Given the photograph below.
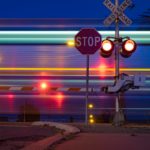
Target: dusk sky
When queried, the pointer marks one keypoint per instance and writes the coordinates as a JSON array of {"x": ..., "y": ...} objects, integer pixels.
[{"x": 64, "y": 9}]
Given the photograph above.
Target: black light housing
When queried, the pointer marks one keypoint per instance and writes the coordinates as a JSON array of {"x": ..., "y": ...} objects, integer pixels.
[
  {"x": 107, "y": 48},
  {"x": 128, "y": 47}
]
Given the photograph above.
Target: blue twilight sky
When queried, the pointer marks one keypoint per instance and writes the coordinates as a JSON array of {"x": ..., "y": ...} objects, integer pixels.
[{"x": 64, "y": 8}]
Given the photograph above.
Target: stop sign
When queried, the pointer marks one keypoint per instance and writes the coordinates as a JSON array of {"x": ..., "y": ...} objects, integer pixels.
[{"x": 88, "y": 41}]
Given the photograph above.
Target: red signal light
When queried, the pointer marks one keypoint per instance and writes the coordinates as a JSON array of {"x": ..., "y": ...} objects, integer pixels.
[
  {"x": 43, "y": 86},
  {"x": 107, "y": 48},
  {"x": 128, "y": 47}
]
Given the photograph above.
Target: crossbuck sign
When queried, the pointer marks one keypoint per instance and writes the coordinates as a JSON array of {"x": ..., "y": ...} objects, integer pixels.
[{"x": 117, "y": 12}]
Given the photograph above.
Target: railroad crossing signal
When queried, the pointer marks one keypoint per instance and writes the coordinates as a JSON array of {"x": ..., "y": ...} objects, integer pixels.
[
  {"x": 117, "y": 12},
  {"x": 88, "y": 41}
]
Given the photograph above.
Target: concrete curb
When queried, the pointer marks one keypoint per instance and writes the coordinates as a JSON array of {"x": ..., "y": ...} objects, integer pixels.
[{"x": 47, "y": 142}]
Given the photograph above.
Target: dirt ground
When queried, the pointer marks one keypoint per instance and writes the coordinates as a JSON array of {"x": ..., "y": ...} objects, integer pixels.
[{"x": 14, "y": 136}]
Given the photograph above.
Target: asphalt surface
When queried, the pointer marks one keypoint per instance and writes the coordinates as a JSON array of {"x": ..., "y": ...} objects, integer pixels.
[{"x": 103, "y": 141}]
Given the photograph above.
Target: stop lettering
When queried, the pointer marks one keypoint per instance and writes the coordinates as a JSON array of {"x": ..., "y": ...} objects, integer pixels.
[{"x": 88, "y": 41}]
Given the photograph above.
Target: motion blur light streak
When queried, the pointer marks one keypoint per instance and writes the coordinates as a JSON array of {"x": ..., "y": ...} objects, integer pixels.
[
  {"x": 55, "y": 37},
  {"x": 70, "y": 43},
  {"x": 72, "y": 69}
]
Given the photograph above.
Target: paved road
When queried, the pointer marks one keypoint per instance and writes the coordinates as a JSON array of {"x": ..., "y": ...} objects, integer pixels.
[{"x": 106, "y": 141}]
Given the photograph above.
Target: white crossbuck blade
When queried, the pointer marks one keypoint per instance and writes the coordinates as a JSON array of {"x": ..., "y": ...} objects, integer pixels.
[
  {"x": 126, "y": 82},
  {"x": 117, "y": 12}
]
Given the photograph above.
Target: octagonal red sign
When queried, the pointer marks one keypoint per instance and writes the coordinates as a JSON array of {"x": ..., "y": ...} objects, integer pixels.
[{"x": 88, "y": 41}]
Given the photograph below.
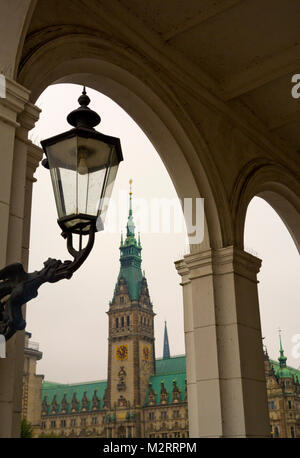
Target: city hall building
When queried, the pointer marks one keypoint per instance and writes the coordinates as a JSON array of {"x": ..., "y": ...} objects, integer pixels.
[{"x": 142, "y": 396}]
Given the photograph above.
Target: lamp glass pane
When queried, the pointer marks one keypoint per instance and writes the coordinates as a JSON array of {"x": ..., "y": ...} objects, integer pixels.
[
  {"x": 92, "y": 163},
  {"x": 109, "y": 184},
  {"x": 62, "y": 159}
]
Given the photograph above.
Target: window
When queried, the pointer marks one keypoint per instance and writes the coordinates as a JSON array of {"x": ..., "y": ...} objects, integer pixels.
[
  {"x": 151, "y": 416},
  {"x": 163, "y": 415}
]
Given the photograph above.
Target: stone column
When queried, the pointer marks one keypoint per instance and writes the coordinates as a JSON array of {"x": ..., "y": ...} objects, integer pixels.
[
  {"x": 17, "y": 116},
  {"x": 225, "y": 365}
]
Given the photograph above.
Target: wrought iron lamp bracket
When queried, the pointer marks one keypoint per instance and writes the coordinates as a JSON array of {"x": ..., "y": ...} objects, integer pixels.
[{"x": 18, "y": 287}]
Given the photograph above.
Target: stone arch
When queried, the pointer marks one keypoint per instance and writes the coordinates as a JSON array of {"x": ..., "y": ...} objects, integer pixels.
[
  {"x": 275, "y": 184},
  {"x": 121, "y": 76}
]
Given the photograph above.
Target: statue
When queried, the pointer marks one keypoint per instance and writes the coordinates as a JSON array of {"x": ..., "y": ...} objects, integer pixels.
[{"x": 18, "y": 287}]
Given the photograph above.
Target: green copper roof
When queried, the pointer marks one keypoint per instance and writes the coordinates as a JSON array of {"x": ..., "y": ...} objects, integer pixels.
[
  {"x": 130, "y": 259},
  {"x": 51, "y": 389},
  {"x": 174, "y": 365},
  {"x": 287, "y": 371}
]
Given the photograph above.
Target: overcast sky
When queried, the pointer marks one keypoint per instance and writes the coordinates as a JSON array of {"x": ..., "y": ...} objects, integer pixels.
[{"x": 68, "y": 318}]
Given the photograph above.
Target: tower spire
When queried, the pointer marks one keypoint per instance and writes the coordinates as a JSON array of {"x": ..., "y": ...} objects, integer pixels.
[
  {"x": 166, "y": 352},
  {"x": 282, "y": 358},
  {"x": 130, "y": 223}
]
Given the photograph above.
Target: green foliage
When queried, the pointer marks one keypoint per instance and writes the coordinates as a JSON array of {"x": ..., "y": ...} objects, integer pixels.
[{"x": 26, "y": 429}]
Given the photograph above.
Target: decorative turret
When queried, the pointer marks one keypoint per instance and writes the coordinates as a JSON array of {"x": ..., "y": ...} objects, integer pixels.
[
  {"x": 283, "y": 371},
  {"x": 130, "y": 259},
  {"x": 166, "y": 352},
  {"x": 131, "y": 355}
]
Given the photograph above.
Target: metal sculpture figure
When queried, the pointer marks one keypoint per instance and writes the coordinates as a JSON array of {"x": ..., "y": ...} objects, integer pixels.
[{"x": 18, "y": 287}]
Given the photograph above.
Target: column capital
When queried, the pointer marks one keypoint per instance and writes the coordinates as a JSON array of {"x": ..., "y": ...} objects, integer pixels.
--
_WHAT TO PRODUCE_: All of the material above should be reproduced exactly, except the pictures.

_CORRECT RESPONSE_:
Given the photograph below.
Target: dusk sky
When queried, the pointer marks one keypoint per instance and writes the coordinates as a JSON array of {"x": ..., "y": ...} objects, integer pixels.
[{"x": 64, "y": 9}]
Given the photograph above.
Target: black light housing
When queried, the pointer marks one keypoint per instance and writes the coordinates as a JSON array of {"x": ..., "y": ...} objects, integer pixels.
[
  {"x": 107, "y": 48},
  {"x": 128, "y": 47}
]
Given the photograph above.
Target: blue twilight sky
When queried, the pointer marks one keypoint per instance and writes the coordinates as a JSON array of {"x": ..., "y": ...} objects, integer pixels.
[{"x": 64, "y": 8}]
Given the photograph above.
Target: stop sign
When queried, the pointer marks one keypoint per instance and writes the coordinates as a JSON array of {"x": ..., "y": ...} objects, integer pixels.
[{"x": 88, "y": 41}]
Given the photograph above.
Target: red signal light
When queried, the pointer marks one keypoint per instance and writes the coordinates as a JSON array of {"x": ..., "y": ...} objects, integer pixels.
[
  {"x": 43, "y": 86},
  {"x": 107, "y": 48},
  {"x": 128, "y": 47}
]
Given the photograph above.
Target: crossbuck sign
When queried, the pointer marks one keypoint per instance and writes the coordinates as a JSON array of {"x": ..., "y": ...} objects, integer pixels.
[{"x": 117, "y": 12}]
Given the photograph above.
Target: railroad crossing signal
When queried, the pointer marks one keypoint per instance and writes the coordinates as a JSON array of {"x": ..., "y": ...} objects, integer pixels.
[
  {"x": 117, "y": 12},
  {"x": 88, "y": 41}
]
Given the photograph above.
Target: concrete curb
When queried, the pointer marks one keypoint per instance and writes the coordinates as a JSON array of {"x": ..., "y": ...} objects, integer pixels.
[{"x": 47, "y": 142}]
Given the photograph above.
Target: dirt ground
When queried, the pointer marks one keypoint per instance and writes the coordinates as a JSON array of {"x": ..., "y": ...} objects, integer pixels.
[{"x": 14, "y": 136}]
Given the photograph above.
Target: asphalt surface
When queried, the pointer marks one keypoint per instance and writes the coordinates as a JSON array of {"x": ..., "y": ...} objects, integer pixels.
[{"x": 103, "y": 141}]
Given the photograph above.
Target: stop lettering
When queried, the pointer marks one keypoint per instance and writes the coordinates as a JSON array of {"x": ..., "y": ...} objects, integer pixels.
[{"x": 88, "y": 41}]
Given the photograph above.
Target: motion blur light streak
When queried, the pointer marks one keypoint per instance and writes the coordinates as a JSON array of {"x": ..., "y": ...} objects, integer pixels.
[
  {"x": 55, "y": 37},
  {"x": 70, "y": 43},
  {"x": 72, "y": 69}
]
Given the photograph above.
Target: paved road
When queried, the pointer marks one keypoint per instance and writes the coordinates as a JSON array of {"x": ..., "y": ...} objects, integer pixels.
[{"x": 106, "y": 141}]
Given the photograph above.
Target: white crossbuck blade
When queried, the pointer marks one keypoint per instance and writes the coordinates as a JSON array of {"x": ..., "y": ...} objects, integer pixels.
[
  {"x": 126, "y": 82},
  {"x": 117, "y": 12}
]
Given the photograph above.
Target: octagonal red sign
When queried, the pointer marks one keypoint per instance and writes the coordinates as a JSON array of {"x": ..., "y": ...} objects, integer pixels.
[{"x": 88, "y": 41}]
Given the photograph below.
Target: city hall building
When queried, the pointer marks one keypoint per instance and writes the coordinates as a JSON array of {"x": ..., "y": ...} objects, integer pixels.
[{"x": 142, "y": 396}]
Given the photograph above.
Target: lamp glass pane
When queried, the pointer marks one keypoint per instance and writes the coordinates as a JSON array of {"x": ..., "y": ...} objects, integer pixels.
[
  {"x": 92, "y": 163},
  {"x": 109, "y": 184},
  {"x": 62, "y": 159}
]
Given the photograph above.
Target: window
When queried, the pointer marks one keypoint per instance and writes the coordinates as a JSON array of {"x": ..., "y": ...} objects, integer pixels.
[
  {"x": 151, "y": 416},
  {"x": 163, "y": 415}
]
Given the photograph above.
Target: stone column
When queried, the pointer marks one keypoint per instance and writes the coordinates as a JSON array of {"x": ..., "y": ...} objects, integer pixels.
[
  {"x": 17, "y": 116},
  {"x": 225, "y": 365}
]
Given the photograph above.
Target: wrought iron lamp bracket
When queried, the pointer marks one keypoint per instance and writes the coordinates as a JSON array of {"x": ..., "y": ...} objects, integer pixels.
[{"x": 18, "y": 287}]
Given the photograph above.
Target: stone arch
When queried, the pointer marks one keypoint per instance and writes the coordinates as a JSON array of {"x": ..., "y": ...} objects, integer pixels.
[
  {"x": 275, "y": 184},
  {"x": 121, "y": 76}
]
Given the photograph above.
Target: statue
When queried, the pointer marks one keypoint per instance and writes the coordinates as a JSON array of {"x": ..., "y": ...} objects, integer pixels.
[{"x": 18, "y": 287}]
Given the photograph above.
Target: green copper roof
When queried, the pointer marks one keypoint per instance and writes the coordinates as a JSON array of {"x": ..., "y": ...} objects, integer pixels.
[
  {"x": 130, "y": 259},
  {"x": 51, "y": 389},
  {"x": 174, "y": 365},
  {"x": 287, "y": 371}
]
Given the photograph above.
Target: overcast sky
When queried, the pointer marks one keypoint per instance and writes the coordinates as a JSON array of {"x": ..., "y": ...} objects, integer pixels.
[{"x": 68, "y": 318}]
Given the photograph above.
Target: tower spire
When queried, the pointer marks one keypoint per instance and writes the coordinates as a JSON array of {"x": ..., "y": ...} objects, integer pixels.
[
  {"x": 166, "y": 352},
  {"x": 282, "y": 358},
  {"x": 130, "y": 223}
]
Given the photograph above.
Target: green foliage
When queried, the pointer marks one keypoint per instance and writes the coordinates as a JSON array of {"x": ..., "y": ...} objects, integer pixels.
[{"x": 26, "y": 429}]
Given the photograph above.
Target: decorative turret
When queried, the pointer marks one keypoint per instance and writes the coordinates as a JSON array of {"x": ..., "y": ...} objects, integer pixels.
[
  {"x": 283, "y": 371},
  {"x": 130, "y": 259},
  {"x": 166, "y": 352},
  {"x": 131, "y": 355}
]
Given the photograph above.
Target: metal sculpture figure
When queried, the pointer marks one keypoint per instance and writes the coordinates as a JSON array of {"x": ..., "y": ...} objects, integer pixels.
[{"x": 18, "y": 287}]
Given the photograph above.
Target: column capital
When queried, the pointer marks one keypoint per instance and writes the coordinates as a JSON array of {"x": ..., "y": ...} objects, integer pixels.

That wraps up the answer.